BEGIN Data to use

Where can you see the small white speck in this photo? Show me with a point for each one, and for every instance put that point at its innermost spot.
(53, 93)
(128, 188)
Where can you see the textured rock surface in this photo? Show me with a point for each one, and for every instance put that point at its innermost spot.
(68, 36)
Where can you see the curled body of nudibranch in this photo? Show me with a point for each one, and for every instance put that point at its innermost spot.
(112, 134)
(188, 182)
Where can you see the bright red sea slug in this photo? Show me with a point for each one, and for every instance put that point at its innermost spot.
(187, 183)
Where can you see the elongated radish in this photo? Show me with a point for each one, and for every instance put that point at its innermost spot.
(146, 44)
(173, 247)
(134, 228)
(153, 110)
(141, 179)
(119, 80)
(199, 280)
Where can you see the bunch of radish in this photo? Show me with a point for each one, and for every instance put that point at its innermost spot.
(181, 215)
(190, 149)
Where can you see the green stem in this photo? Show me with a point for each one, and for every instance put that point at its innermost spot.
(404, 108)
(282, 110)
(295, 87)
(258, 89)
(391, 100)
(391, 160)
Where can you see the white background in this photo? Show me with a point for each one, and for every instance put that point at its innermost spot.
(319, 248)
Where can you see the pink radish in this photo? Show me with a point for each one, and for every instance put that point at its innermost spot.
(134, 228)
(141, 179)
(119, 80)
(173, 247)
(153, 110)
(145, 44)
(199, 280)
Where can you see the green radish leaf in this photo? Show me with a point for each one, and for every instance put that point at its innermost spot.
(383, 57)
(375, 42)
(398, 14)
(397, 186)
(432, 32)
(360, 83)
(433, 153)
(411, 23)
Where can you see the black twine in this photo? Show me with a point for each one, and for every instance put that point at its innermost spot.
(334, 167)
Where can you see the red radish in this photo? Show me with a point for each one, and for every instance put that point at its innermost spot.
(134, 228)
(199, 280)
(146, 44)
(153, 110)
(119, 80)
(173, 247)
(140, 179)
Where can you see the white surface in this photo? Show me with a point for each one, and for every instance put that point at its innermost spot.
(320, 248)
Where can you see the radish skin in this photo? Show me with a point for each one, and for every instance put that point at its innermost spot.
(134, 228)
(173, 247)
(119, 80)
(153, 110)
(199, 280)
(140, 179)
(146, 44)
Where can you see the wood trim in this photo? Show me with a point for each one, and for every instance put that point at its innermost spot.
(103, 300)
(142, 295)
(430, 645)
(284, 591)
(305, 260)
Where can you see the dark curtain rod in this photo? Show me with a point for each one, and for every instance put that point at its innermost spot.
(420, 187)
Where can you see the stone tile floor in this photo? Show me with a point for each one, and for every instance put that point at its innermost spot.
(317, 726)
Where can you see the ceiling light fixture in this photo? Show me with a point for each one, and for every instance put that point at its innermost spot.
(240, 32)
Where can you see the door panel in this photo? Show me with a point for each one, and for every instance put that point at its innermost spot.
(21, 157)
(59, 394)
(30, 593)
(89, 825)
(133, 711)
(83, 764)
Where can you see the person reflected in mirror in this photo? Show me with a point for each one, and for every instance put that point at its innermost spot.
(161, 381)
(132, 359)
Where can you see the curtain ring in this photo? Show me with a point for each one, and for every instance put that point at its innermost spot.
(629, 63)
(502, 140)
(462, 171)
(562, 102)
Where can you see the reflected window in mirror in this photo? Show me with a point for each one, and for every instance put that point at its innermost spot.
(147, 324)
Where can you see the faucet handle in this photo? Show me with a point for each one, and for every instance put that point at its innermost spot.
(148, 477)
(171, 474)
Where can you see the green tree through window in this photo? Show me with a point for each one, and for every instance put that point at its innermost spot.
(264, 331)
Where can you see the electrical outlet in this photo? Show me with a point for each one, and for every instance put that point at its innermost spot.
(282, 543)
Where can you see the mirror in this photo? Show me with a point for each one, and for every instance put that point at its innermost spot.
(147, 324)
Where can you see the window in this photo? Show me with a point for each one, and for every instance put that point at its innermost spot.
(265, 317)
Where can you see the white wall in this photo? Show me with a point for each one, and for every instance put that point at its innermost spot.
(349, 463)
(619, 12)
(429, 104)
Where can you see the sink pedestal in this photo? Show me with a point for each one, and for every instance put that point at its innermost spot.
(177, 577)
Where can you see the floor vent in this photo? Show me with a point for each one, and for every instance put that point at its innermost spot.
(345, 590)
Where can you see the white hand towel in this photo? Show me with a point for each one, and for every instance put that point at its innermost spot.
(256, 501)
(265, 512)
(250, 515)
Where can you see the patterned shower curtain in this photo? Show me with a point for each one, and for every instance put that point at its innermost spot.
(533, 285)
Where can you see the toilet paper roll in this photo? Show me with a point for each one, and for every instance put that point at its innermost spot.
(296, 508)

END Data to use

:: What to do ::
Return all of the data above verbatim.

:: Solution for this exercise ::
Where can you see the small white speck in this photo? Show me with a point for each one, and for every instance put that point at its innermost spot.
(53, 93)
(128, 188)
Where can you see the textured rock surface in this photo? Show me with a point for each one, and for every instance put that point at its innermost spot.
(68, 36)
Where can you see the curled body of nudibranch in this photo? Show me with a point for each one, and for every instance put that point at its innermost spot.
(112, 134)
(188, 182)
Where can you see the bright red sea slug in this photo? Show me with a point for each one, and for every instance put that point at its innermost spot.
(187, 183)
Where can you see the elongated radish in this photo? Show me with a point for each one, and for every instance put that point at its innermost spot.
(146, 44)
(173, 247)
(134, 228)
(153, 110)
(141, 179)
(119, 80)
(199, 280)
Where can you see the bunch of radish in this photo? Show me with a point for each one, and for every instance put that point at its innermost spot.
(181, 215)
(190, 149)
Where can you see the green stem in this photo? Show me with a point for each one, and for every instance put that point at its innermost spot.
(404, 108)
(282, 110)
(295, 87)
(258, 89)
(391, 100)
(391, 160)
Where can you see the white background in this photo? Show me with a point for each one, and for every instance put that point at its innermost spot.
(319, 248)
Where can you see the pink radish in this photo? Show me with a point for each one, and for every instance put that point at its innermost spot.
(134, 228)
(141, 179)
(119, 80)
(173, 247)
(153, 110)
(145, 44)
(199, 280)
Where can you see the green radish leaf in this photo? Show me with a point for each one, and for every instance put that point at its innermost spot.
(383, 57)
(375, 42)
(398, 14)
(397, 186)
(432, 32)
(360, 83)
(433, 153)
(411, 23)
Where can you see the black twine in this photo? Show me with a point for each one, and for every instance put that point at its innermost spot.
(334, 167)
Where can you see the red radish in this photo? Show me with a point for each one, and for every instance put that point at its innermost spot.
(134, 228)
(199, 280)
(146, 44)
(153, 110)
(119, 80)
(173, 247)
(140, 179)
Where can you see the white surface in this photo? Show me with a point for each one, and for every instance put that point at its innermost spot.
(320, 248)
Where can you see the radish skin in this photo? Show me with a point for each one, and for every instance put that point at its innermost spot.
(134, 228)
(173, 247)
(119, 80)
(153, 110)
(199, 280)
(140, 179)
(146, 44)
Where can you see the wood trim in this photo? Show me with a point for each one, and for every instance put that point at its innermost spot.
(103, 300)
(142, 295)
(430, 645)
(284, 591)
(305, 260)
Where can you see the dark curtain rod in this photo? Show me with a point for each one, and for every instance put that point at its innermost spot.
(420, 187)
Where can you see the stone tile floor in this photo? Show me with a point for each one, and for every instance put that point at its innermost spot.
(317, 726)
Where can you see the ceiling light fixture in this photo? Show me with a point for each one, and for every instance put that point at its innermost spot.
(240, 32)
Where can you see the door panel in this photo? Show me with a point for each one, and for every instance put that point at its innermost spot.
(21, 157)
(59, 394)
(30, 593)
(89, 825)
(133, 711)
(83, 764)
Where can you see the person reflected in mirror in this photo? Show me with a point for each one, and for every instance put that point at its innermost spot.
(161, 381)
(132, 359)
Where can you see the curtain ring in this photo? Show me with a point for each one, and for every instance put that point at its innermost spot.
(629, 63)
(502, 140)
(462, 171)
(562, 102)
Where can you see the reflected window in mirror in this photo? Show me with a point for each one, and for every instance put that point at its innermost spot.
(147, 324)
Where can you see the faucet handle in this photo? Show me with a point for each one, and for every instance put that point at its innermost spot.
(148, 477)
(171, 474)
Where can you see the green tree through window in this photo? Show me with a point for each one, and for every instance put that point at its innermost spot.
(264, 331)
Where can you see the electrical outlet in this photo? Show me with a point for each one, and for every instance put that point at its innermost spot.
(282, 543)
Where can you see the mirror in this photo? Show me with a point for each one, and for every instance put that point at its innermost spot.
(147, 324)
Where can you see the window in this photo? Show me with a point for each one, and for every instance put that point at its innermost spot.
(265, 317)
Where can you see the white wall in this photo? Show me with a point for each one, and for every instance put that point at its innermost spot.
(349, 463)
(619, 12)
(429, 104)
Where can you see the sink pedestal in this photo? Show me with a point for each one, and for every instance put that point at its innermost spot.
(177, 577)
Where can you see the floor vent in this photo? Show me with a point for each one, and for every instance put that point at its innermost spot.
(345, 590)
Where can you see the white hand towel in this photo? Show me with a point for each one, and for every instance put that point at its innermost spot.
(256, 501)
(265, 512)
(250, 515)
Where can you see the patterned shower curtain in this photo? Show me with a point for each one, and for every instance put that point at its innermost spot.
(533, 285)
Where can you see the toilet paper roll in this photo? Show me with a point for each one, and for every instance put that point at its innermost spot.
(296, 508)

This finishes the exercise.